= PROBLÈME POSÉ =
Réécrivez la liste ci-dessous en remplaçant « vanity light fixture » par « wall sconce », sans rien modifier d'autre.

= DONNÉES SOURCES =
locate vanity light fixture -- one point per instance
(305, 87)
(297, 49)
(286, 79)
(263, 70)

= RÉSULTAT FINAL =
locate wall sconce -- one point per instance
(305, 87)
(297, 49)
(286, 79)
(263, 70)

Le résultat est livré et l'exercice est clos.